What you are asked to do —
Write out every line of the items below, copying each one word for word.

Dataset records on where objects are located:

********************

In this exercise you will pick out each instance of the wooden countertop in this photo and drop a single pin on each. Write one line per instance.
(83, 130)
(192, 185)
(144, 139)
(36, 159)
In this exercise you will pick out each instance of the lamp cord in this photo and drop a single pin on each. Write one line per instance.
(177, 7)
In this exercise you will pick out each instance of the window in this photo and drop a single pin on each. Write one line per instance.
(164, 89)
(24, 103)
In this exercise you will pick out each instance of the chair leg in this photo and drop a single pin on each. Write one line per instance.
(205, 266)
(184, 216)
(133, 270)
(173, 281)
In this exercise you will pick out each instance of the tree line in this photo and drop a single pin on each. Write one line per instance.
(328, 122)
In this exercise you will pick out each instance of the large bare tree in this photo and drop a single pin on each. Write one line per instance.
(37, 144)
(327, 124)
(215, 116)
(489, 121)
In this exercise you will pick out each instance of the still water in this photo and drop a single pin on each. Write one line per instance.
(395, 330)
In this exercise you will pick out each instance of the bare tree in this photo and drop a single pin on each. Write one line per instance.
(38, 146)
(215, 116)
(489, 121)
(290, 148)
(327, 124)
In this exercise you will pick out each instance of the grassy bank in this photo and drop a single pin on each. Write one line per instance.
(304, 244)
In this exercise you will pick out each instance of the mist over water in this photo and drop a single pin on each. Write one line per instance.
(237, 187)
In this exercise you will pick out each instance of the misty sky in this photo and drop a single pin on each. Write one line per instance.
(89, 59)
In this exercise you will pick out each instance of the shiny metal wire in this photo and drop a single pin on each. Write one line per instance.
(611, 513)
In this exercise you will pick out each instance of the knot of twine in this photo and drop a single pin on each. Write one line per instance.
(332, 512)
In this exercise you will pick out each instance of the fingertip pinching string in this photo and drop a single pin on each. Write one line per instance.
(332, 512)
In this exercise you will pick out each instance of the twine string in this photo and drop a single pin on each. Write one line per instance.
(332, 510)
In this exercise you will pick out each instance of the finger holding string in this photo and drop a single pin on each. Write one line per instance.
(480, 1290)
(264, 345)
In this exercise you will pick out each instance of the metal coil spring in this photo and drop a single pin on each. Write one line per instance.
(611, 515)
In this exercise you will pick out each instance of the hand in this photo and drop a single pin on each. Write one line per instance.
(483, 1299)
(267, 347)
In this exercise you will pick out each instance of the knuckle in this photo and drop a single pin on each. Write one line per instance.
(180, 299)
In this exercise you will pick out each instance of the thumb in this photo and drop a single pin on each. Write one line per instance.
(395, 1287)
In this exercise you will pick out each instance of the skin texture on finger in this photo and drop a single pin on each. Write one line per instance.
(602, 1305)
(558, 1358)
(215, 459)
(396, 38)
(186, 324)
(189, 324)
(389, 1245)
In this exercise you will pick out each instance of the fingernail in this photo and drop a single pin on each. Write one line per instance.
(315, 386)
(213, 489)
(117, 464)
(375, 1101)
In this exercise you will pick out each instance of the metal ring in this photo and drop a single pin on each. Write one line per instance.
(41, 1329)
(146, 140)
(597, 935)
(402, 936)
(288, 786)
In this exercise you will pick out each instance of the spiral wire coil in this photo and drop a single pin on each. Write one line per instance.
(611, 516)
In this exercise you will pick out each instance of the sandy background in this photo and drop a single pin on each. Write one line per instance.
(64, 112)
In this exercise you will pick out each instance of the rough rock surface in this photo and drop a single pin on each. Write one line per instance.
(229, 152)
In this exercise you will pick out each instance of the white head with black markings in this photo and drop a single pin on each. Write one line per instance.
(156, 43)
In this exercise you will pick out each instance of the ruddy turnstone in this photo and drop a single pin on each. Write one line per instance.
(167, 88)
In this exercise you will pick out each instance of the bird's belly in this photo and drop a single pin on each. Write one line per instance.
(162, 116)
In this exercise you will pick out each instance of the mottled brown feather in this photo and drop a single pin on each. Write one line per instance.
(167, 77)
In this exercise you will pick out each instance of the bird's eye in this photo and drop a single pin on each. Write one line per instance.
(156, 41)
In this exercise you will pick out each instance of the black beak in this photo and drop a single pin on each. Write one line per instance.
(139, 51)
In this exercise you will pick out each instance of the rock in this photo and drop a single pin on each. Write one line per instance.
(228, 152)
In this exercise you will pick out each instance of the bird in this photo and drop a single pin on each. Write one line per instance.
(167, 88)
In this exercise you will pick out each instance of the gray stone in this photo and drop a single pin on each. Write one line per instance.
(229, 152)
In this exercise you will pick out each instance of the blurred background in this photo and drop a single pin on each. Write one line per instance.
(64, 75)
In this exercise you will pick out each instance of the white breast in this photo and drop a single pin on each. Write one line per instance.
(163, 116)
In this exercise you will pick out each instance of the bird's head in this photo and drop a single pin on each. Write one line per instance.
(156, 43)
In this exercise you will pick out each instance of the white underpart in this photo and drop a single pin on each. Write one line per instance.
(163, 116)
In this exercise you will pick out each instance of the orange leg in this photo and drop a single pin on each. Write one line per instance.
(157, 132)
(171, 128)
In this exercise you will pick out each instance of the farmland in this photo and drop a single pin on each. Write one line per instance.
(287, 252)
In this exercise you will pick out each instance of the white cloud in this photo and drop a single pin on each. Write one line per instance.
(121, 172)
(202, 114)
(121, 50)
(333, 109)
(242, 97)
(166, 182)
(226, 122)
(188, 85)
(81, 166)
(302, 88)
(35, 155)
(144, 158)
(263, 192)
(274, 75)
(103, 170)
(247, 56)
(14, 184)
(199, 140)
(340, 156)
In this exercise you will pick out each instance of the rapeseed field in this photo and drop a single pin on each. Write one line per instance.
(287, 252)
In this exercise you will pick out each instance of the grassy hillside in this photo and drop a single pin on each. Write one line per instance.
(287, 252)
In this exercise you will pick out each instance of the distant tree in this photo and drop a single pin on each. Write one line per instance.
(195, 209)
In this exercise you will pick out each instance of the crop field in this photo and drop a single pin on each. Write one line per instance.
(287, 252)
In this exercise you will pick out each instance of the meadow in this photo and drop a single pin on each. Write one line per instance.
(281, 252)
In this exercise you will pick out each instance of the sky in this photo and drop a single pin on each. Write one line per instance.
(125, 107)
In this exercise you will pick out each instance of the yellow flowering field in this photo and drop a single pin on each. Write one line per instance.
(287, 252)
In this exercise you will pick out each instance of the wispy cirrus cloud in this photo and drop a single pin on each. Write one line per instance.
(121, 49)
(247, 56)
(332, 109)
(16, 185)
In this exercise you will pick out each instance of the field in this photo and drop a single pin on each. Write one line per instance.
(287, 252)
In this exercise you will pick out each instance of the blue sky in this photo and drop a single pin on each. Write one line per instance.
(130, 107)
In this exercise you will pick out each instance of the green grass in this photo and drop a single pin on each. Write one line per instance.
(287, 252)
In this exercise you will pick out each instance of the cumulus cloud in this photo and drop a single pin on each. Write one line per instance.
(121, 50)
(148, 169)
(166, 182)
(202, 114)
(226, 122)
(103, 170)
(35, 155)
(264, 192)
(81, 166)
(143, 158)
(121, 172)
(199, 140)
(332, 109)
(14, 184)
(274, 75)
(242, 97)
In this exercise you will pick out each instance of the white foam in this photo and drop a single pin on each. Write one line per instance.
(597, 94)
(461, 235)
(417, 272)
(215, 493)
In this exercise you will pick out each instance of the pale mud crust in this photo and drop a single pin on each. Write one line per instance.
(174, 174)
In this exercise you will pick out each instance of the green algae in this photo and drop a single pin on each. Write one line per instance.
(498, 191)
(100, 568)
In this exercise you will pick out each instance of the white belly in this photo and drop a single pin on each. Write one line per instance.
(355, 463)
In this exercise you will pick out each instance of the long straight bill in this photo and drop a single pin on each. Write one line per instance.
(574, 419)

********************

The result —
In this exercise you will pick out each instance of the wooden countertop in this photo and drop a single pin on each. Write one line per instance.
(83, 130)
(192, 185)
(144, 139)
(36, 159)
In this exercise you will pick out each instance of the lamp cord in this photo and drop a single pin on each. Write one line per instance.
(177, 7)
In this exercise you will pick out each instance of the window in this photo and drop a single pin on each. Write one line per instance.
(164, 89)
(24, 103)
In this exercise you will pick out each instance of the chair leg in this photo and drop a single pin on each. Write one line per instance.
(205, 266)
(184, 216)
(133, 270)
(173, 281)
In this exercise you will pick out each instance of the tree line in this photo and drop a single pin on each. Write one line per instance.
(328, 122)
In this exercise you will pick out each instance of the large bare tree in this photo and drop a single pin on each. Write one line per instance.
(37, 144)
(327, 124)
(215, 116)
(489, 121)
In this exercise you will pick out each instance of the still water in this photo and drop a single pin on each. Write one line per instance.
(395, 330)
In this exercise you will pick out each instance of the bare tree in this photo and drop a single pin on each. Write one line per instance.
(38, 146)
(215, 116)
(489, 121)
(290, 148)
(327, 124)
In this exercise you will pick out each instance of the grassy bank in this photo and drop a single pin on each. Write one line per instance.
(304, 244)
In this exercise you will pick out each instance of the mist over water in this photo and drop a single pin on each. Write one line per instance.
(237, 187)
In this exercise you will pick out each instance of the misty sky in this photo and drop a single pin on each. Write one line per instance.
(89, 59)
In this exercise you will pick out each instance of the shiny metal wire in this photo and drop a single pin on each. Write one line per instance.
(611, 513)
In this exercise you will pick out each instance of the knot of twine in this photo and drop a single pin on each. Write one line per instance.
(332, 512)
In this exercise you will pick out each instance of the fingertip pinching string in this photo and drop a single pin on each. Write one line per instance.
(332, 512)
In this exercise you will pick out each instance of the twine string in this photo and drop a single pin on each. Write one line per instance.
(332, 510)
In this exercise you will pick out each instance of the finger holding string in this photo and drop a single pin on each. Write one line per instance.
(480, 1290)
(264, 345)
In this exercise you will pick out each instance of the metal coil spring in this photo and drop a single pin on each. Write one line per instance.
(611, 515)
In this exercise you will pick out each instance of the hand in this photo and drop a single pin on each. Write one line per instance.
(483, 1299)
(267, 347)
In this exercise you will pick out each instance of the knuckle in this photo and drop a single pin on each. Write one line per instance.
(180, 299)
In this exercise you will pick out each instance of the thumb in this photo and drop a single pin on each. Write one line per instance.
(395, 1287)
In this exercise you will pick out each instance of the skin texture on finger in this photo and drop a single pin on each. Write one line per instance.
(602, 1305)
(558, 1358)
(215, 459)
(396, 38)
(186, 324)
(189, 324)
(389, 1245)
In this exercise you will pick out each instance of the fingernail in this photo and drop a single pin on each. Write one line per instance.
(315, 386)
(213, 489)
(117, 464)
(375, 1101)
In this exercise you will pick out each instance of the metal ring in this photo and drop a single pin on each. Write one line per instance.
(41, 1329)
(146, 140)
(597, 935)
(402, 936)
(288, 786)
In this exercise you will pick out each instance of the spiral wire coil in this photo and drop a single pin on each. Write one line per instance.
(611, 516)
In this exercise you will pick out each instance of the sandy background in this photo and drop a single pin on each. Write one line per instance.
(64, 112)
In this exercise you will pick out each instance of the rough rock surface in this photo and drop a single pin on each. Write one line per instance.
(229, 152)
In this exercise you will pick out each instance of the white head with black markings in this photo and drop a single pin on each. Write one line per instance.
(156, 43)
In this exercise you will pick out each instance of the ruddy turnstone in this photo and drop a single pin on each. Write one line per instance.
(167, 88)
In this exercise you will pick out each instance of the bird's belly in this photo and drop a single pin on each. Write one line per instance.
(162, 116)
In this exercise you will pick out each instance of the mottled brown feather in this photo and drop a single pin on each. Write one line per instance.
(167, 77)
In this exercise you will pick out each instance of the bird's eye in this photo and drop a single pin on each. Write one line per instance.
(156, 41)
In this exercise you will pick out each instance of the black beak in this photo and drop a single pin on each. Write one line per instance.
(139, 51)
In this exercise you will pick out each instance of the rock in this photo and drop a single pin on each. Write one line per instance.
(228, 152)
In this exercise you will pick out each instance of the bird in this photo and drop a single pin on each. Write one line per instance.
(167, 88)
In this exercise you will pick out each instance of the gray stone in this photo and drop a single pin on each. Write one line per instance.
(229, 152)
In this exercise you will pick out each instance of the blurred background in this photo and drop a single pin on each. Write one line per instance.
(64, 75)
In this exercise you will pick out each instance of the white breast in this photo and drop a single pin on each. Write one line per instance.
(163, 116)
In this exercise you will pick out each instance of the bird's head in this photo and drop a single pin on each. Write one line per instance.
(156, 43)
In this exercise you will pick out each instance of the white underpart in this photo and drop a single pin on each. Write one line per instance.
(163, 116)
In this exercise you will pick out each instance of the orange leg in this photo and drop a single pin on each. Write one line per instance.
(157, 132)
(171, 128)
In this exercise you will pick out each instance of the farmland in this photo and drop a single pin on each. Write one line per instance.
(287, 252)
In this exercise you will pick out each instance of the white cloud in this photo and drop a single pin on each. Write one line per instance.
(121, 172)
(202, 114)
(121, 50)
(333, 109)
(242, 97)
(166, 182)
(226, 122)
(188, 85)
(81, 166)
(302, 88)
(35, 155)
(144, 158)
(263, 192)
(274, 75)
(103, 170)
(247, 56)
(14, 184)
(199, 140)
(340, 156)
In this exercise you will pick out each instance of the rapeseed field in this photo and drop a single pin on each. Write one line per instance.
(287, 252)
In this exercise you will pick out each instance of the grassy hillside in this photo and drop a single pin on each. Write one line per instance.
(287, 252)
In this exercise you will pick out each instance of the distant tree in this photo and drop a single pin on each. Write one line per instance.
(195, 209)
In this exercise you will pick out each instance of the crop field in this photo and drop a single pin on each. Write one line per instance.
(287, 252)
In this exercise you will pick out each instance of the meadow in this photo and drop a single pin on each. Write one line per instance.
(281, 252)
In this exercise you will pick out each instance of the sky in this photo and drop a single pin on each. Write one line per instance.
(125, 107)
In this exercise you will pick out each instance of the yellow flowering field in this photo and drop a single pin on each. Write one line per instance.
(287, 252)
In this exercise you will pick out each instance of the wispy cirrus cloud in this photo and drop a single pin on each. Write one line per instance.
(121, 49)
(247, 56)
(332, 109)
(16, 185)
In this exercise you will pick out each instance of the field in this photo and drop a single pin on each. Write one line per instance.
(287, 252)
In this exercise you will pick out each instance of the blue sky in this photo and drop a single pin on each. Write one line per instance.
(130, 107)
In this exercise you will pick out each instance of the green grass in this photo and drop a single pin on each. Write one line per instance.
(287, 252)
In this exercise you will pick out each instance of the cumulus cloud in this photo and drop a single pin on each. Write one line per instance.
(121, 50)
(148, 169)
(166, 182)
(202, 114)
(226, 122)
(103, 170)
(35, 155)
(264, 192)
(81, 166)
(143, 158)
(121, 172)
(199, 140)
(332, 109)
(14, 184)
(274, 75)
(242, 97)
In this exercise you will pick out each instance of the white foam in this photo and drop a single pin on each. Write one line per instance.
(597, 94)
(461, 235)
(417, 272)
(215, 493)
In this exercise you will pick out each instance of the pale mud crust in this photo and drop a single pin on each. Write one line per instance.
(174, 174)
In this exercise you will pick out each instance of the green algae in this photo and drop a single pin on each. Write one line per instance.
(498, 191)
(100, 568)
In this exercise you will pick out each instance of the white belly in this photo and drop a single pin on each. Write one line per instance.
(355, 463)
In this exercise you will pick out each instance of the long straight bill in this photo and drop a single pin on each. Write one line per instance.
(574, 419)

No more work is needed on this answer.